_Task A:_ Duplicate everything in the piece on loving someone who hurts you from "Sometimes we fall" down to "to this person.".
_Task B:_ List each word that directly follows "you are not" in the piece on loving someone who hurts you.

_Selection:_
━━━━

When You Love the Person That Hurts You

Sometimes we fall in love with the wrong person, but that ‘wrong’ person prepares us for the right one. - Unknown

It sounds impossible. To love the one who hurts you. To those who have been there it will make perfect sense. It is a moment in life when you realize you are there, and it hurts you to even think about it. How can I still love them? They have caused me so much pain. They may have brought you to your breaking point. But when they smile at you and are so sweet again, you remember the reason you fell in love with them. You see it all over again and the feeling comes swooping back in. The trauma bond may be in effect. But then again, maybe not. All you know is that you don’t want to be here, feeling emotionally attached to this person. 

You remember the things they did. The hurts they caused. Yet they come around apologizing and looking for your love language making it so hard for you to stay mad. If you are in a moment like this, where you wish you didn’t love them. You wish you could rip out these feelings you hate are there. If so please place your hand on your chest, close your eyes, take a deep breath and know that you are not alone. You are not crazy. You are not weak. However, you can take some steps to help you deal with this if the relationship is over and done.

Distance yourself from them as much as possible. It’s hard to move past someone when you are constantly speaking and doing things together. The space helps you recollect yourself, process what is going on and give things a chance to fade away. In the same way you would avoid a huge pothole, avoid the hurt you know will be coming.

Don’t try to inquire into their lives. It’s not your business. You don’t need to see how they are doing. There’s no reason for you to be friends. If a child is involved, separate your feelings and focus only on the child. Looking into something is equal to investing your feelings into it. Stay away from their social media, their social circles, and don’t check into their livelihood in any way.

━━━━

_Given data:_
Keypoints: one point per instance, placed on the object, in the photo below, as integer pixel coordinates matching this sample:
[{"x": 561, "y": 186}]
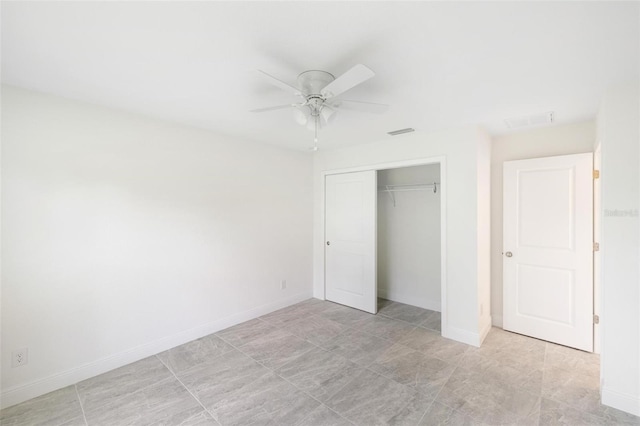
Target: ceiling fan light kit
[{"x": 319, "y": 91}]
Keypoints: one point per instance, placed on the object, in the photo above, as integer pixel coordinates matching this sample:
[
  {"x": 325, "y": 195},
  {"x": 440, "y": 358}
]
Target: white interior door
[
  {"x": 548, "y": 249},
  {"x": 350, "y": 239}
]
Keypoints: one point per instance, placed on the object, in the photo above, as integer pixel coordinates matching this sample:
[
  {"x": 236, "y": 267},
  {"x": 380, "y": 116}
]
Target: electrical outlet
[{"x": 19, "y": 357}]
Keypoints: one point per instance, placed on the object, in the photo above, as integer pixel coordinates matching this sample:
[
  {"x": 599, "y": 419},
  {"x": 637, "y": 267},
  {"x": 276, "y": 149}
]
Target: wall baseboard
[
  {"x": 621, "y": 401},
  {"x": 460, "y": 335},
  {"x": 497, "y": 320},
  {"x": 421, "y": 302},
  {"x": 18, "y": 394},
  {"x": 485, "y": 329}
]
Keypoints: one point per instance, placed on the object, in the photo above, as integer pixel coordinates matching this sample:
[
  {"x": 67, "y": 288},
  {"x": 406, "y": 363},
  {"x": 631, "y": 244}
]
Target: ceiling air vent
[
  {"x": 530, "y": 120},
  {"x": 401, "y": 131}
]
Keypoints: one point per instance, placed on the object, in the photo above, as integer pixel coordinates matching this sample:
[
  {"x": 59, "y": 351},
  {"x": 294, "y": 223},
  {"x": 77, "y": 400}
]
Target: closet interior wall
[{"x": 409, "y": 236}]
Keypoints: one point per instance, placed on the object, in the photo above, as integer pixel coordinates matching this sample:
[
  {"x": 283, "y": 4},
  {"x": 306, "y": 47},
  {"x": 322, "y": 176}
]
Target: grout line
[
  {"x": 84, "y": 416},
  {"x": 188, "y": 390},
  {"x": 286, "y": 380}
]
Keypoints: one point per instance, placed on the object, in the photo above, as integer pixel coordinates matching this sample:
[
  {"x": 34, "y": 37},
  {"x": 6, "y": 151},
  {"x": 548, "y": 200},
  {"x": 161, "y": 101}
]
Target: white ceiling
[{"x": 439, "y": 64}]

━━━━

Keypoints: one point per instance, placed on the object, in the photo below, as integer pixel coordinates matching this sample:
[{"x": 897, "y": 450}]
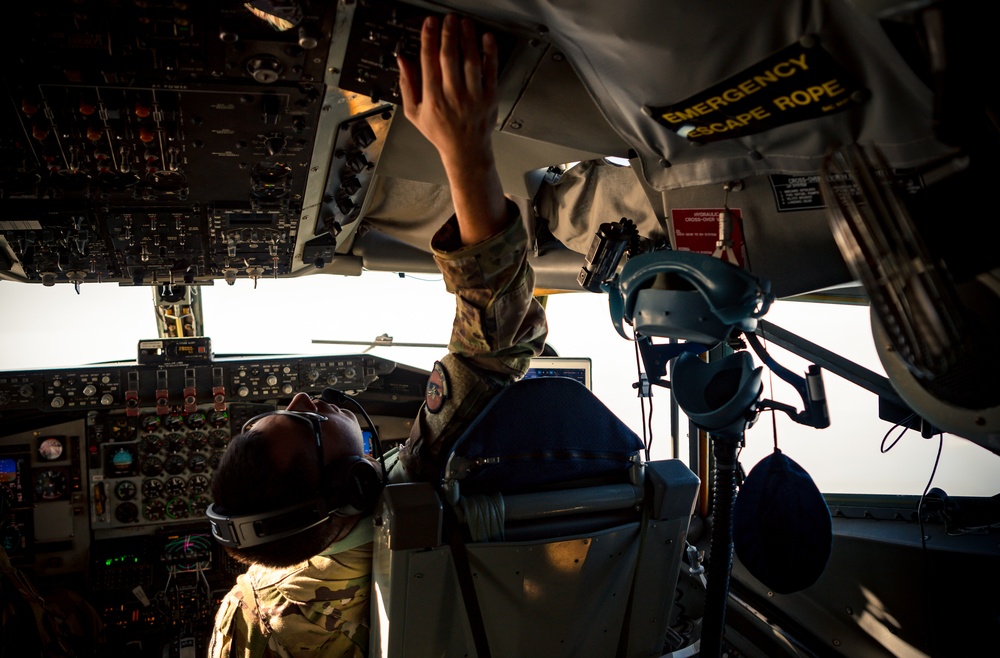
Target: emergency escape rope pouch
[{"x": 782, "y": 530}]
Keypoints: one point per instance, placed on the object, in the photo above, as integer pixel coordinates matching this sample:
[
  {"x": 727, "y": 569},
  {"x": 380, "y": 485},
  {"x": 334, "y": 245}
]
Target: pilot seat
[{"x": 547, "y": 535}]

━━━━

_Exercise answer A:_
Sometimes we fall in love with the wrong person, but that ‘wrong’ person prepares us for the right one. - Unknown

It sounds impossible. To love the one who hurts you. To those who have been there it will make perfect sense. It is a moment in life when you realize you are there, and it hurts you to even think about it. How can I still love them? They have caused me so much pain. They may have brought you to your breaking point. But when they smile at you and are so sweet again, you remember the reason you fell in love with them. You see it all over again and the feeling comes swooping back in. The trauma bond may be in effect. But then again, maybe not. All you know is that you don’t want to be here, feeling emotionally attached to this person.

_Exercise answer B:_
alone
crazy
weak